§ Exercise details
Transcribe the entries that follow exactly as they appear, minus pictures.

§ Source material
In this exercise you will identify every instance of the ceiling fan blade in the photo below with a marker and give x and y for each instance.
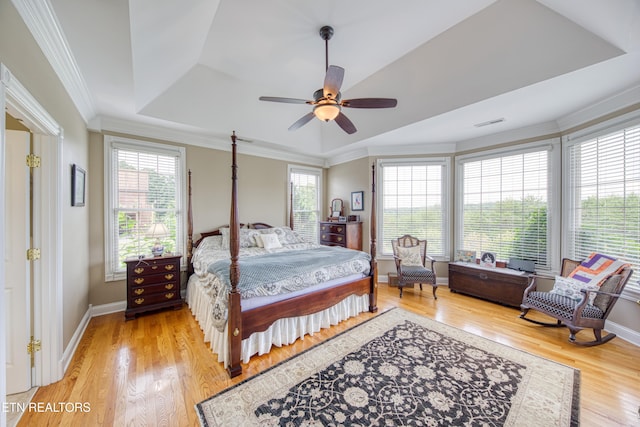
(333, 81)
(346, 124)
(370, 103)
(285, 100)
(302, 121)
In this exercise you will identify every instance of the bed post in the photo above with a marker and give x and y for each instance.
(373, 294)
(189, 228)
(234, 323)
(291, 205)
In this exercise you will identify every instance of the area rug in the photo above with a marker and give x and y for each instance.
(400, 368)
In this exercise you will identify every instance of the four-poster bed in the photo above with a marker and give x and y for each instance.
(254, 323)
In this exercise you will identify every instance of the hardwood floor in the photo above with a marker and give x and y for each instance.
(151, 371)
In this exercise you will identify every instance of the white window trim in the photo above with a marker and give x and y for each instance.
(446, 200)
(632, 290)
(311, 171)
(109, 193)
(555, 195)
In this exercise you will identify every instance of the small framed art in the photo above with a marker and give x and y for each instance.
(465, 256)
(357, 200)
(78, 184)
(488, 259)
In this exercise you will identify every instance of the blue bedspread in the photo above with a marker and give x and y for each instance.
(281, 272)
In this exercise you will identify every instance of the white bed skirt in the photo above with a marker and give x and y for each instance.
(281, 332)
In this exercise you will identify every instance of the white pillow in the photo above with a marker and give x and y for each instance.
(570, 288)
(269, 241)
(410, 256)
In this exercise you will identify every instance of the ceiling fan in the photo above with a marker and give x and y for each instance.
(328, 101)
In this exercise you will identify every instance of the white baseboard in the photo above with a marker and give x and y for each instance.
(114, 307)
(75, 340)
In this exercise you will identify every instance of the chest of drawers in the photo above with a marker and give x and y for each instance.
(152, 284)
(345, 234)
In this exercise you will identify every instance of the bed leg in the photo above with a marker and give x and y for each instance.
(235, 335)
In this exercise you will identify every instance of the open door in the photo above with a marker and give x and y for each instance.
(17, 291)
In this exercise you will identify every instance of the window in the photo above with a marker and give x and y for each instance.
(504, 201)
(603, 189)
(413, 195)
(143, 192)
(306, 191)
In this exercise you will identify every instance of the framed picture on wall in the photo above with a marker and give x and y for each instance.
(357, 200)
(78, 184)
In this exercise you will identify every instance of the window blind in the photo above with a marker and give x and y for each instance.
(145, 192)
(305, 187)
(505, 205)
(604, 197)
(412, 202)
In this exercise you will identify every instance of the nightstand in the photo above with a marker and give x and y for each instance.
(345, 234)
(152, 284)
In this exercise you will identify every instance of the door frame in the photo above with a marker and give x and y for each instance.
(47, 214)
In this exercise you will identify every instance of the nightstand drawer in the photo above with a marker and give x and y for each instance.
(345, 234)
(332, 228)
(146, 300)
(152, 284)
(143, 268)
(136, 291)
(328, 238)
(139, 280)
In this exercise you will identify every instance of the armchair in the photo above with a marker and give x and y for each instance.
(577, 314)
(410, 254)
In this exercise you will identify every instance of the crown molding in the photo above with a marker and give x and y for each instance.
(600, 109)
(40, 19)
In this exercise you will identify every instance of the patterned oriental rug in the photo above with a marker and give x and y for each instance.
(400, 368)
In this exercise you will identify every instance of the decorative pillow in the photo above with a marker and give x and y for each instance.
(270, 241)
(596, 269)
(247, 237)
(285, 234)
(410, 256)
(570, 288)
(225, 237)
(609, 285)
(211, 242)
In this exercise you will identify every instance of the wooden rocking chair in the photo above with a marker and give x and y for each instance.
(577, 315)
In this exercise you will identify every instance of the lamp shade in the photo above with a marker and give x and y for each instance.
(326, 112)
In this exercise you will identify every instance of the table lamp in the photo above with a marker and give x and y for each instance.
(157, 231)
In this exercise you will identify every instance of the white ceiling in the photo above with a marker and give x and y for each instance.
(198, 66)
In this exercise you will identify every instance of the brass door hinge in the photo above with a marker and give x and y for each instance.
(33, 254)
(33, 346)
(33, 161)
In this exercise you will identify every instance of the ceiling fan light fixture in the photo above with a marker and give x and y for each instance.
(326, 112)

§ Written solution
In this exercise you will identify every instance of the ceiling fan blade in the photo below with a marker and give x and y for each instance.
(333, 81)
(346, 124)
(370, 103)
(285, 100)
(302, 121)
In this exercise you will identify every instance of the bed post in the photo above with a marker and give x and y for each instance.
(373, 294)
(189, 228)
(234, 323)
(291, 205)
In this exercise you will identify every instance of the area rug in the photo above with a marker and give x and y for each instance.
(400, 368)
In this exercise you will identify every instance of the four-poster bed in the photo above with a marker and give x and y for each instance.
(254, 323)
In this exercise you will identify every instance of the hardwood floor in the photo above with a marker and give x and y for each instance.
(151, 371)
In this exercise you will identify every instance of the white window trim in the photo above with a marker and give x and y for each instance.
(446, 200)
(632, 290)
(311, 171)
(109, 193)
(555, 195)
In this exercise you will identify every instance of the small framed art in the photo above with a marker and give x and y for each instance.
(465, 256)
(357, 200)
(78, 184)
(488, 259)
In this exercise you will identify every instance of the blue bedspread in the photo above with a marker and give x and y for each instance.
(281, 272)
In this exercise you will identify every instance of the white bed skirt in the photo above with a marker and give x and y for each instance.
(281, 332)
In this exercise you will identify every instance of the white pillow in the photo above with a marker and give x and y for each instance.
(570, 288)
(269, 241)
(410, 256)
In this exercise you will identify every instance of the ceiling fan in the photo above with a marker and give x and y for each instance.
(328, 101)
In this exercise you will identify every instance of the white baseboard in the photo above with a marker and give x and y for each instance.
(114, 307)
(75, 340)
In this exercise you will identify every instance of the chest of drawers in the photo above with a marker and give x and y for each instance.
(152, 284)
(345, 234)
In this exercise you will identify every instance of the bed leg in the photo above with a marker and give x and y for each instance.
(235, 335)
In this exercise you will identify every instance of the open door in the photo above with a marker and give x and y for each instance.
(17, 291)
In this exercise you will identify every instance of the window in the photo above with a marker and give x and y for each instance.
(504, 201)
(603, 189)
(413, 195)
(143, 192)
(306, 191)
In this exercise you will identify every instance of the framed picture on wall in the photo above with a marker and give x and y for each instance.
(357, 200)
(78, 184)
In this exercise you will identify every instance of the window blind in the photo above with a marker and give x and y for each instance.
(145, 192)
(305, 187)
(505, 205)
(604, 197)
(412, 202)
In this exercise you will identify every instance of the nightstand in the photo above with a marker and give x and y for each instance.
(345, 234)
(152, 284)
In this exercise you will identify every instance of the door frame in the photo above with a marker and give x and y for each instance.
(47, 214)
In this exercise you will identify every instance of the nightstand drawer in the photo above with a marker and give x and y for each instance.
(345, 234)
(332, 228)
(146, 300)
(152, 284)
(143, 268)
(136, 291)
(328, 238)
(139, 280)
In this exercise you will identify every instance of the armchair in the photo above with a marker and give x and y for each instance.
(577, 314)
(410, 254)
In this exercise you will identify every instance of the crown molding in the photo above with a marker and give x and y for each instance.
(600, 109)
(40, 19)
In this exercise you will identify every instance of the patterned oriental rug in the photo above with a marker and give x and y for each instance.
(400, 368)
In this exercise you will identify every instance of the decorative pillow in the photo above with a marker and give x and y for each instance.
(270, 241)
(596, 269)
(247, 237)
(285, 234)
(410, 256)
(570, 288)
(225, 237)
(609, 285)
(211, 242)
In this exercise you will identify every instance of the wooden rocking chair in the photo above with a marker and give x and y for each instance.
(577, 315)
In this exercise you will identify every instance of the lamp shade in the photo above with a marker and give x and y for each instance.
(326, 112)
In this exercise you will identify every instance of the table lamp in the photo above with a marker and give x and y for each instance.
(157, 231)
In this exercise you will identify every instance of the white ceiling in the photo above with a marker and give x and y for each instance.
(198, 66)
In this exercise you will identify every instance of the brass door hinge in the photo above with a marker and give x and y for each instance.
(33, 254)
(33, 346)
(33, 161)
In this exercise you will identify every instance of the ceiling fan light fixture in the photo above with a marker and give x and y for each instance.
(326, 112)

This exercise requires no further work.